# DESCRIPTION OF THE TASK
Start with the line containing "Annotate the stone weir" and write out each line through the end of the listing, exactly as given.

-=-=-

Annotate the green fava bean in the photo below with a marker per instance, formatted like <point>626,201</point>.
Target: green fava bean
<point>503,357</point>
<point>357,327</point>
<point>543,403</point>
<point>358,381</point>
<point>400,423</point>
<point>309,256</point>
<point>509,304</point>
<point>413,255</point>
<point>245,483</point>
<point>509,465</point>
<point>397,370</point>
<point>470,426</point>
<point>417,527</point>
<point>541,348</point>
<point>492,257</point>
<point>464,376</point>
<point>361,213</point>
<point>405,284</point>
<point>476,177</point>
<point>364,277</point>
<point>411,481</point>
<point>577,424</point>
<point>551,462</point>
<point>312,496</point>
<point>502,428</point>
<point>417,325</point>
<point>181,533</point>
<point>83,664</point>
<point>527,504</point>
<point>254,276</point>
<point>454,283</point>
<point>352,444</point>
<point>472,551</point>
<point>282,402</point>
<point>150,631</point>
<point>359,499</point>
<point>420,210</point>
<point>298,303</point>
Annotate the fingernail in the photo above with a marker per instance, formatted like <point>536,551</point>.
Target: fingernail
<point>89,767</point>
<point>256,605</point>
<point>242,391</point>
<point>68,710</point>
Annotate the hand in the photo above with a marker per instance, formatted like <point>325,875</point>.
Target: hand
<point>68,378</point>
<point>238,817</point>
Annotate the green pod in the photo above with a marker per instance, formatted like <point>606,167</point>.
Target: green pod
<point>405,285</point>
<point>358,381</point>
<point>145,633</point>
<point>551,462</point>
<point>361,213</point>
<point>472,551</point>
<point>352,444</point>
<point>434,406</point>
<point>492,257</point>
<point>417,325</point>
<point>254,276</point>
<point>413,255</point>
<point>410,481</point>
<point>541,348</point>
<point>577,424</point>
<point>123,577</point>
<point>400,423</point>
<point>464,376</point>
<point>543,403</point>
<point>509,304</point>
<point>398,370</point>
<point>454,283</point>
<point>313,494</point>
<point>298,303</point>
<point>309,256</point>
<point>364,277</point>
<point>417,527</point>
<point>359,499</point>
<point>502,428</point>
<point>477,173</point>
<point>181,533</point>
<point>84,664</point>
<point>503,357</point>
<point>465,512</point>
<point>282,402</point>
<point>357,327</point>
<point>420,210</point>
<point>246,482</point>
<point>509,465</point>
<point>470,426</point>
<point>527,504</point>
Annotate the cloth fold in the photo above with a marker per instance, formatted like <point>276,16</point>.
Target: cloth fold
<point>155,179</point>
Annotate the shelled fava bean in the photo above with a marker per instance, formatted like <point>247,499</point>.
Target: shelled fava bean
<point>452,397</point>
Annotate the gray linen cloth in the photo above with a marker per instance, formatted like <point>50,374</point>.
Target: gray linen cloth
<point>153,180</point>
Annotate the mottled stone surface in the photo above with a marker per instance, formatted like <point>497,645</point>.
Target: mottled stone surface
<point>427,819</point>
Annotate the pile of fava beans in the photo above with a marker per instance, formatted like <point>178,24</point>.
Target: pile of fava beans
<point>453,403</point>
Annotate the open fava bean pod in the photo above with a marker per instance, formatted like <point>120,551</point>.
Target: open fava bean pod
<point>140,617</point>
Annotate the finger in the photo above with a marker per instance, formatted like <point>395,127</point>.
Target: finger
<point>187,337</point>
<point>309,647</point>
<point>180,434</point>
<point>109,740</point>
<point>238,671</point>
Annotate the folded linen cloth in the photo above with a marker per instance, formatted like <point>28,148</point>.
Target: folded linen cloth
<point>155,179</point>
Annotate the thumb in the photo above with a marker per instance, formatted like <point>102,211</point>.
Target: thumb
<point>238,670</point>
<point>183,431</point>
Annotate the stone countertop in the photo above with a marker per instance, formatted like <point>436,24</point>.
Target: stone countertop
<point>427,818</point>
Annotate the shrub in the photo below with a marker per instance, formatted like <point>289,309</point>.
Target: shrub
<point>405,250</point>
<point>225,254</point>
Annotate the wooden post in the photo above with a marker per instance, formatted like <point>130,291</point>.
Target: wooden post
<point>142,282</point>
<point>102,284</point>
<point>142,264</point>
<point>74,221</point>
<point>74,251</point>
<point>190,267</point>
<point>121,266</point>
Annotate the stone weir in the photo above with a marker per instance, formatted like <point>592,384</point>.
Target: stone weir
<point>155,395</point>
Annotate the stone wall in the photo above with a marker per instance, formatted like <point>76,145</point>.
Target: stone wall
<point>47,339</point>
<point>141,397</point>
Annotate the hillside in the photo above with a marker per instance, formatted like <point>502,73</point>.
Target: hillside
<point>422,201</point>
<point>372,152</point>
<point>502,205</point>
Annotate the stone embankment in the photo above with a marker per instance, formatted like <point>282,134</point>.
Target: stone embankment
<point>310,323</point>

-=-=-

# RESPONSE BELOW
Annotate the stone weir in the photo above with a marker per instance, formatted like <point>592,384</point>.
Target: stone weir
<point>155,395</point>
Annotate the stone wall in the photo above with a marker per instance, formatted like <point>76,145</point>.
Target: stone wall
<point>47,339</point>
<point>141,397</point>
Annotate the hillside in the photo above with a marker per instance, formatted like <point>502,73</point>.
Target: hillside
<point>422,201</point>
<point>372,152</point>
<point>502,205</point>
Annotate the stone embankment in the photo above with a marker per instance, formatted like <point>282,134</point>.
Target: stone embankment
<point>310,323</point>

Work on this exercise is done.